De gemeente had voor decentralisatie een dak- en thuislozenjongerenbeleid. Na decentralisatie is dit beleid voortgezet in de Wmo. De gemeente heeft hierin haar verantwoordelijkheid genomen en in 2018 ingezet op de doorontwikkeling. Op lokaal niveau zijn randvoorwaarden gecreëerd in het kader van de voorwaardenscheppende staat (Van der Meer, 2009). Deze voorwaarden zijn in de zin van financiële middelen en invulling van de gemeentelijk regiefunctie voor een gezamenlijke aanpak.

Uit de bevindingen blijkt dat de gemeente de regiefunctie niet volgens één expliciete regietype invult. De aspecten doorzettingsvermogen en eigen beleidskader van de regietypen volgens Pröpper et al. (2004) worden gecombineerd. De criteria dragen bij aan de wijze van invulling door de gemeente en hebben een positieve invloed.

De samenwerking wordt georganiseerd op basis van de regiefunctie. De gemeente is zich bewust van het belang van samenwerking om beleidsdoelen te realiseren (Covey, 2011; Van Grunsven, 2018). Hierin wordt de wederzijdse afhankelijkheid tussen de samenwerkende partijen erkend, zoals aangegeven door Pröpper et al. (2004) en Hoogerwerf & Herweijer (2008). Het komt erop neer dat de partijen door samenwerking meer bereiken dan afzonderlijk (Covey, 2011).

De mate van deze samenwerking heeft weer invloed in de samenhang van het beleid (Van Grunsven, 2018; Hoogerwerf & Herweijer, 2008). Door die samenwerking is ingezet op de samenhang van het beleid. Op deze wijze wordt er getracht afstemming tussen de betrokken partijen te bereiken op beleid, uitvoering en activiteiten (Van der Meer, 2017). Dit is voor een groot deel van toepassing, zoals de gezamenlijke aanpak, gezamenlijke visie en doelen van het dak- en thuislozenjongerenbeleid. In het Plan van Aanpak zijn acties ondernomen om de afstemming in uitvoering en activiteiten te bevorderen. De afstemming van het dak- en thuislozenbeleid en inkomensbeleid behoeft de nodige aandacht.

De verantwoording is structureel ingecalculeerd door middel van rapportages. In de verantwoording vanuit beleid wordt aandacht geschonken aan de uitgevoerde acties en daaraan worden de behaalde doelen gekoppeld. Ondanks de inspanning zijn niet alle doeleinden bereikt en ontbrak het de gemeente aan adequate monitoring en

sturingsinformatie in 2019. Met als gevolg dat die condities gedeeltelijk aanwezig zijn.
◆ ◆ ◆ ◆ ◆ ◆ ◆
**Het probleem:**
Geef elke unieke bronvermelding (auteur plus jaartal) uit het tekstfragment over het dak- en thuislozenjongerenbeleid één keer, in volgorde van eerste vermelding. Baseer je uitsluitend op het tekstfragment.

Opgeslagen items uit een verzameling:
◆ ◆ ◆ ◆ ◆ ◆ ◆
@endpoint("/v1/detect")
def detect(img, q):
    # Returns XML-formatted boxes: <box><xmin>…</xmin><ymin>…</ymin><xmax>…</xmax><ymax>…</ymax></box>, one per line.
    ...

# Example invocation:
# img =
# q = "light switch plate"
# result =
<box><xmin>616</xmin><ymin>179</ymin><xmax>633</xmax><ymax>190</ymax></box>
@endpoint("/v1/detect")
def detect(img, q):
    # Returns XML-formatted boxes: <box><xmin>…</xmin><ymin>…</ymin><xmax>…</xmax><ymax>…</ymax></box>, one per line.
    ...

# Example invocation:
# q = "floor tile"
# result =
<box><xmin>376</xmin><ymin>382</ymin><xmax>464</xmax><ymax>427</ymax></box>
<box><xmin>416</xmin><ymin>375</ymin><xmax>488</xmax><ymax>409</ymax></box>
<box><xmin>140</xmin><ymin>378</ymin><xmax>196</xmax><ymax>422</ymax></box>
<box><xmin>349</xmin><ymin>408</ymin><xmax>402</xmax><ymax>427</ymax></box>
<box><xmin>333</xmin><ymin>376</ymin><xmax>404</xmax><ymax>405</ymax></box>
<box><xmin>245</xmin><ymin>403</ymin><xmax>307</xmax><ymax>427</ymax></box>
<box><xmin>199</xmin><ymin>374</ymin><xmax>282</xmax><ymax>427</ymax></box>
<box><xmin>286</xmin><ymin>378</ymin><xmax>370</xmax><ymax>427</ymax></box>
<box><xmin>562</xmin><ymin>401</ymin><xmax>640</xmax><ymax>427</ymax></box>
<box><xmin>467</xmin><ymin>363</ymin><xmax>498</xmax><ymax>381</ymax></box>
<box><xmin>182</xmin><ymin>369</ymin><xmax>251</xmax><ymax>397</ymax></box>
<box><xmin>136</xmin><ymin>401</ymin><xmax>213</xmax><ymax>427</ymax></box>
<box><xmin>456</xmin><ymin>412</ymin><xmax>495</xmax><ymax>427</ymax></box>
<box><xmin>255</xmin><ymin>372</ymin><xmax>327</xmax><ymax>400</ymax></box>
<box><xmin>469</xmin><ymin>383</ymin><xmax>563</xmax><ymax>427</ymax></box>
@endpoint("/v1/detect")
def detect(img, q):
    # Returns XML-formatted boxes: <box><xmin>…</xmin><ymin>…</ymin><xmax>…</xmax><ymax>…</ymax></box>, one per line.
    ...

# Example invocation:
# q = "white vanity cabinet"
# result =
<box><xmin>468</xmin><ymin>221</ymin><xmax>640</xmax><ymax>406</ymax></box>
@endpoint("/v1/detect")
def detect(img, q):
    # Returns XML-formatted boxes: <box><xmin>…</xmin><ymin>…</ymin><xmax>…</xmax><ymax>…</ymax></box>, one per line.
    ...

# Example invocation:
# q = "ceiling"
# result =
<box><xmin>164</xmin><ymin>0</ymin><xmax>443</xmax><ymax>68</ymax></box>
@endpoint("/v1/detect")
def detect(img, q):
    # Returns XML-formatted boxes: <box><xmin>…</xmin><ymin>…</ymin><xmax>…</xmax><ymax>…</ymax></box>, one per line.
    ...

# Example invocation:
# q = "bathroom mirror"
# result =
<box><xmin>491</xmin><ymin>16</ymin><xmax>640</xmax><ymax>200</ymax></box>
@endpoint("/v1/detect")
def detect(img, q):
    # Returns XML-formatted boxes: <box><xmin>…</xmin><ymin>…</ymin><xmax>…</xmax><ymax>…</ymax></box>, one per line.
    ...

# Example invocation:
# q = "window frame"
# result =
◆ ◆ ◆ ◆ ◆ ◆ ◆
**Antwoord op opdracht:**
- Van der Meer, 2009
- Pröpper et al., 2004
- Covey, 2011
- Van Grunsven, 2018
- Hoogerwerf & Herweijer, 2008
- Van der Meer, 2017